> [Direction] Pictures don't belong in the copy. Set down the lines from the one containing "Look at the photo above. For each instance of the lit" through the last line, exactly as they are.

> [Exercise inputs]
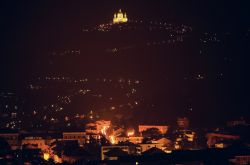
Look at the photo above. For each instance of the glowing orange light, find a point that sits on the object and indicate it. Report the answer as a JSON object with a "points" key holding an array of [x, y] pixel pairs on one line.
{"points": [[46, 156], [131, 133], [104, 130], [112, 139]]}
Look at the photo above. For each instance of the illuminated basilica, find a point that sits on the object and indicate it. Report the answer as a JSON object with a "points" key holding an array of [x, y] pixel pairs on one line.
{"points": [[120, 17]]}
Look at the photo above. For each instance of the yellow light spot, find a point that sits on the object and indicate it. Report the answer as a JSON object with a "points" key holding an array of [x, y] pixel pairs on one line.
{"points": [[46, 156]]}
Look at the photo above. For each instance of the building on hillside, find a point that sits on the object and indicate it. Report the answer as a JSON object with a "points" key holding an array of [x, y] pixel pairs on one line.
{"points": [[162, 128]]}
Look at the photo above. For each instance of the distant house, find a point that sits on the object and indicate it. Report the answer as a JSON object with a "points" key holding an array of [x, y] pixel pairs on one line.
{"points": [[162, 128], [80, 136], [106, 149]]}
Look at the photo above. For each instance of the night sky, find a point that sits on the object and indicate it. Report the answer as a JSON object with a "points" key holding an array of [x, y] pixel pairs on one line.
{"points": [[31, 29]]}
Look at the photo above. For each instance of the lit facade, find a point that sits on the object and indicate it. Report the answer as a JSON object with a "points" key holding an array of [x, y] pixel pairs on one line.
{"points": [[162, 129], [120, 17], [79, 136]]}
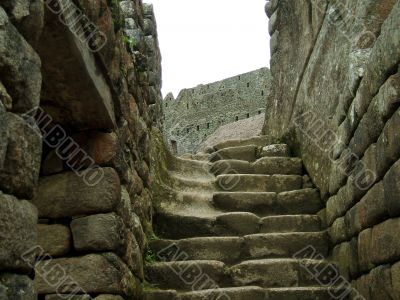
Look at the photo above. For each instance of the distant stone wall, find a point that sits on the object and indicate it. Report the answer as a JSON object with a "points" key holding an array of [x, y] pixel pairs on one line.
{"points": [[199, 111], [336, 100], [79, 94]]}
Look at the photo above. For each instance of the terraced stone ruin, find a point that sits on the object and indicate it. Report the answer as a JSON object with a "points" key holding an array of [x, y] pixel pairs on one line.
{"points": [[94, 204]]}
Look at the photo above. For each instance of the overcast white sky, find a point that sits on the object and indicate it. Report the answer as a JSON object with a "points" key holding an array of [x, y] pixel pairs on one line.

> [Solved exercise]
Look at the photo above. For each instance of the lit facade, find a point that sits on the object and indicate it. Report the answer as a JSON object with a "points" key holding an array of [x, y] pixel pairs on one line.
{"points": [[162, 129], [120, 17], [79, 136]]}
Look at the photo above. For each instance of the distant stone wall, find a point that sits on the object and indicate it. Report the answer as a JSON object with a "points" key holding an array of [x, y] pixel pairs on one line.
{"points": [[199, 111], [336, 100], [79, 94]]}
Look at the photo above. For each instance of the terraced stone ruin, find a point that sits on the object and indicate it. Report the answer as a JSON object with a "points" key holding an array of [x, y] pixel pairs on one line.
{"points": [[94, 204]]}
Look at the photo above. For each instance of the overcast white sky, find a point that sits on the object and indicate it. Report the answer as a JSON object with a "points" key holding an array of [x, y] pixel pairs on one line.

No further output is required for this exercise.